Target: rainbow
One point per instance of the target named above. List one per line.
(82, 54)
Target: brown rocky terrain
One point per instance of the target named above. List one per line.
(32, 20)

++++++++

*Written task*.
Copy out the records from the line containing "Target: brown rocky terrain" through the end, including both ends and the requests. Multiply every coordinate in the answers by 1.8, rounding to whole numbers with halves going up.

*Correct result*.
Target: brown rocky terrain
One point per instance of the target named above. List one per line.
(58, 36)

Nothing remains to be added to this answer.